◆ **Extracted data**
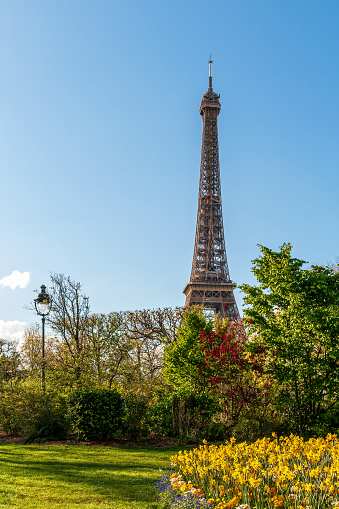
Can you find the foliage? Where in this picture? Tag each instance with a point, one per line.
(30, 351)
(185, 414)
(48, 422)
(107, 349)
(234, 372)
(70, 310)
(287, 473)
(26, 411)
(183, 358)
(135, 420)
(293, 313)
(9, 360)
(95, 414)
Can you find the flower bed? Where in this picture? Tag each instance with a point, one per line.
(288, 472)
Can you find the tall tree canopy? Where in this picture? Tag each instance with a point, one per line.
(294, 313)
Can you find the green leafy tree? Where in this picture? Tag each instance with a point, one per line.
(293, 313)
(183, 358)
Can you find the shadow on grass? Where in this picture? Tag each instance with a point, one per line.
(115, 474)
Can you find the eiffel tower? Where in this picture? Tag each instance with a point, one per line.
(210, 286)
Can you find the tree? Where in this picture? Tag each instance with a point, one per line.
(148, 330)
(9, 360)
(183, 358)
(69, 314)
(108, 348)
(234, 369)
(294, 313)
(30, 350)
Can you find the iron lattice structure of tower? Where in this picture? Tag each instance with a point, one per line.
(210, 285)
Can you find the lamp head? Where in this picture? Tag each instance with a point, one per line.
(43, 302)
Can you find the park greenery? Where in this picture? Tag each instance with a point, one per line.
(184, 374)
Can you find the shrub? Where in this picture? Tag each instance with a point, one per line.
(135, 421)
(95, 414)
(26, 411)
(184, 414)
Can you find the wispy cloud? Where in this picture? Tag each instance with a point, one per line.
(12, 329)
(16, 279)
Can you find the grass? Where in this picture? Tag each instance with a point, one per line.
(73, 477)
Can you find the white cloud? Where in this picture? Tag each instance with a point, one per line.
(15, 279)
(12, 329)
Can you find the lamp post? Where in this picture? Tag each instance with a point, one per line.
(43, 304)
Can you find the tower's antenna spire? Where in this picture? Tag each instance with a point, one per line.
(210, 62)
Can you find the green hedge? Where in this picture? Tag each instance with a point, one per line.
(95, 414)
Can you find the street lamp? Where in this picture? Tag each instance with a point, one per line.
(43, 304)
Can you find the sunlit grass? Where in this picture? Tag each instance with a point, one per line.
(70, 477)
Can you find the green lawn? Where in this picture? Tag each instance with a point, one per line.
(69, 477)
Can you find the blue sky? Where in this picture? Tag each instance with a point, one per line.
(100, 138)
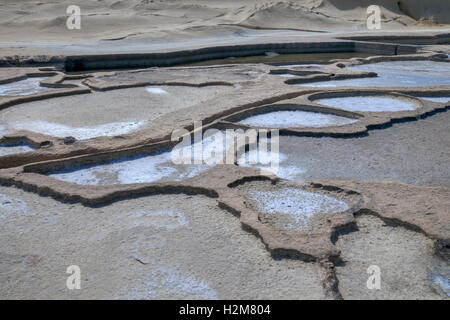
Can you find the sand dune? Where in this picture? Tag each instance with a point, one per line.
(38, 21)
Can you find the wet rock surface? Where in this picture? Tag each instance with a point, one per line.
(370, 190)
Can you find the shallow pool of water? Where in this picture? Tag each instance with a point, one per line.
(22, 87)
(270, 163)
(176, 164)
(292, 119)
(368, 104)
(298, 204)
(80, 133)
(396, 74)
(8, 150)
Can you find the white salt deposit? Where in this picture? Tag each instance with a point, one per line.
(171, 284)
(292, 119)
(12, 207)
(22, 87)
(156, 90)
(395, 74)
(166, 219)
(436, 99)
(440, 283)
(263, 160)
(298, 204)
(7, 150)
(149, 168)
(368, 104)
(80, 133)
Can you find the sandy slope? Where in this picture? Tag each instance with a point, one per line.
(45, 21)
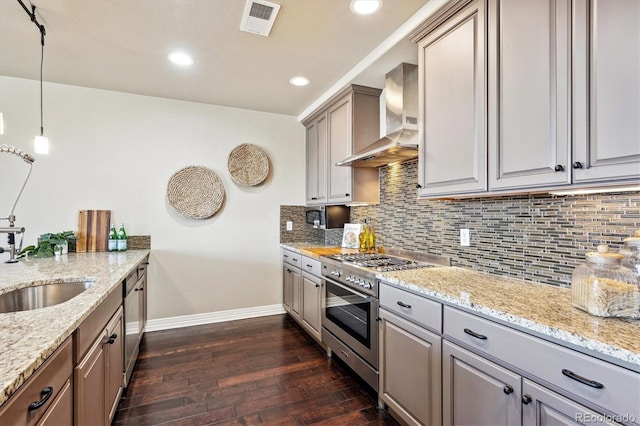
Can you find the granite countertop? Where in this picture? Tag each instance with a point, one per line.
(540, 309)
(27, 338)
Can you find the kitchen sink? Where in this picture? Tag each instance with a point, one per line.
(41, 296)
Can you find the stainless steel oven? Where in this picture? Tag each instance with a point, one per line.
(350, 305)
(351, 317)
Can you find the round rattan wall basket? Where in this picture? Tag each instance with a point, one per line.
(195, 192)
(248, 165)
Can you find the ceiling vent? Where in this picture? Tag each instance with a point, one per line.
(259, 16)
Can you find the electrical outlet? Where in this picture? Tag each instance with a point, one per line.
(465, 238)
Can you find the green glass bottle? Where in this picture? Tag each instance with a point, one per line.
(113, 238)
(122, 238)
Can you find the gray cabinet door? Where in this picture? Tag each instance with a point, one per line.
(316, 161)
(606, 90)
(529, 93)
(296, 293)
(477, 391)
(410, 373)
(452, 103)
(542, 407)
(340, 145)
(311, 291)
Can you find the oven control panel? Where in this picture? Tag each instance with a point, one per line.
(361, 282)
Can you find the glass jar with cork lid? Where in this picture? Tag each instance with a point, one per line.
(630, 252)
(605, 288)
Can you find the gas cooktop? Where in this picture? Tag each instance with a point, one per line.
(379, 262)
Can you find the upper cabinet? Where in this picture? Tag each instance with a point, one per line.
(562, 96)
(452, 112)
(529, 96)
(606, 98)
(344, 125)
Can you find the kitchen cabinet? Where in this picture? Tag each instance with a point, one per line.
(477, 391)
(606, 98)
(99, 353)
(345, 124)
(316, 161)
(479, 354)
(563, 96)
(543, 407)
(410, 356)
(530, 93)
(452, 111)
(46, 397)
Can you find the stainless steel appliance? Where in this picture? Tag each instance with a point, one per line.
(350, 304)
(134, 317)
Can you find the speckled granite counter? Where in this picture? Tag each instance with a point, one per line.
(538, 309)
(28, 338)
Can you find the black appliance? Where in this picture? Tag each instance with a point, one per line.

◆ **Stated problem**
Reproduce all the records verbatim, excluding images.

◆ **Solution for this exercise**
Can you find the foliage? Where in this picture? Tag each instance with a point, one per line.
(30, 351)
(185, 414)
(48, 422)
(107, 349)
(234, 372)
(70, 310)
(287, 473)
(26, 411)
(183, 358)
(135, 420)
(293, 313)
(9, 360)
(95, 414)
Can you find the flower bed? Where in this picture? Tag each instance with a point, one per line.
(288, 472)
Can you find the tall tree canopy? Where in this picture? Tag each instance with a point, one per line.
(294, 313)
Can you find the green leafy tree? Where in this picture? Tag each instance with a point, one per line.
(293, 313)
(183, 358)
Can you find the shadow on grass? Where in this picture? Tag each instance with a point, one per line.
(115, 474)
Can you find the eiffel tower? Where in this picture? Tag each instance with a point, one per line.
(210, 286)
Can you find the tree? Where in this picture? Tag each instance with a point, one per line.
(148, 330)
(9, 360)
(183, 358)
(69, 314)
(108, 348)
(234, 369)
(294, 313)
(30, 350)
Can you find the iron lattice structure of tower? Where in this picture? Tag each instance with a point, one per line.
(210, 285)
Can you find the lamp head? Where in this picture? Tag each instance with a point, one per line.
(43, 302)
Can you find the park greenery? Where in this picture? Tag each instance with a point, one per line.
(184, 374)
Can you find the shrub? Where in this picture? Tag each instance with a point, one per line.
(135, 421)
(95, 414)
(26, 411)
(184, 414)
Can you find the wispy cloud? Where in this picture? Tag each instance with a point, one per line.
(12, 329)
(16, 279)
Can you find the grass? Where in this picture? Tag each instance with a point, one per line.
(73, 477)
Can you find the white cloud? Where in this picture? Tag each instance with a point, one per line.
(15, 279)
(12, 329)
Can you find the lamp post? Where in this picture? Tag each instance with a point, one per line.
(43, 304)
Can you find the tower's antenna spire? Where in this picture? Tag each instance with a point, one per line.
(210, 62)
Can you find the green hedge? Where in this picture? Tag each instance with a point, one per line.
(95, 414)
Can you find the street lamp? Where in this picture? Tag each instance with a point, one per line.
(43, 304)
Can you find the sunlit grass? Where in this picture? Tag each instance with a point, one per line.
(70, 477)
Can you find the green lawn? Where in this picture? Tag each instance with a point, one per line.
(69, 477)
Can you find the blue sky? Where in this picture? Tag each instance with a point, one per line.
(100, 138)
Can you find the sand dune? Where in this picture? Tag each instance with a point, one per line.
(38, 21)
Can you find the wet rock surface? Where in this picture? Tag each instance with a point, one per line.
(370, 190)
Can you find the shallow pool of water? Where in this picture? Tag each instance with a point, one per line.
(22, 87)
(270, 163)
(176, 164)
(292, 119)
(368, 104)
(298, 204)
(80, 133)
(396, 74)
(8, 150)
Can you find the white salt deposit? Where in this picture? Tag each instance with a point, one per line.
(171, 284)
(292, 119)
(12, 207)
(22, 87)
(156, 90)
(395, 74)
(166, 219)
(436, 99)
(440, 283)
(263, 160)
(298, 204)
(7, 150)
(149, 168)
(368, 104)
(80, 133)
Can you find the sandy slope? Where in this picture? Tag each instance with a point, one per line.
(45, 21)
Can you find the granite countertop? Where in this picture? Tag each instance with a point, one per line.
(540, 309)
(27, 338)
Can you find the kitchen sink? Where in this picture? Tag each instance with a point, one per line.
(41, 296)
Can you find the stainless steel oven? Where in this picture? Tag each instance with a point, one per line.
(350, 305)
(351, 317)
Can you find the round rattan wall basket? Where in this picture? Tag each instance with a point, one per line.
(195, 192)
(248, 165)
Can you find the ceiling vent? Where in this picture? Tag each instance with a point, one per line.
(259, 16)
Can you find the electrical outlet? Where in this picture? Tag each instance with a point, one per line.
(465, 238)
Can you find the green glass bottle? Where in this picture? Tag each instance with a point, one per line.
(113, 238)
(122, 238)
Can you find the gray cabinet door? Where in this picture? Tag each instance with a point, one per line.
(316, 161)
(606, 90)
(529, 93)
(296, 293)
(477, 391)
(410, 373)
(452, 103)
(542, 407)
(340, 145)
(311, 291)
Can you find the oven control panel? Where in this picture? Tag each instance with a point, one per line.
(361, 282)
Can you find the glass jar with cork lid? Where in this picture? Tag each instance with a point, one per line.
(630, 252)
(605, 288)
Can you find the gas cooktop? Where in this picture? Tag each instance with a point, one per line.
(379, 262)
Can you find the upper cabinet? Where in this picture? Tag each instance with a point, one per line.
(562, 96)
(452, 112)
(529, 96)
(606, 98)
(344, 125)
Can you find the kitchen cabinet? Where in this picture? Tag each instance with a point, one per line.
(477, 391)
(606, 98)
(99, 353)
(345, 124)
(316, 161)
(479, 354)
(563, 96)
(543, 407)
(410, 356)
(530, 93)
(452, 111)
(46, 397)
Can you find the stainless steel appliance? Where in this picture? Tag each instance with a point, one per line.
(350, 304)
(134, 317)
Can you find the speckled granite counter? Where in this picture? Tag each instance with a point, one per line.
(538, 309)
(28, 338)
Can you find the black appliance? Where in this picture? Tag each instance with a point, one per line.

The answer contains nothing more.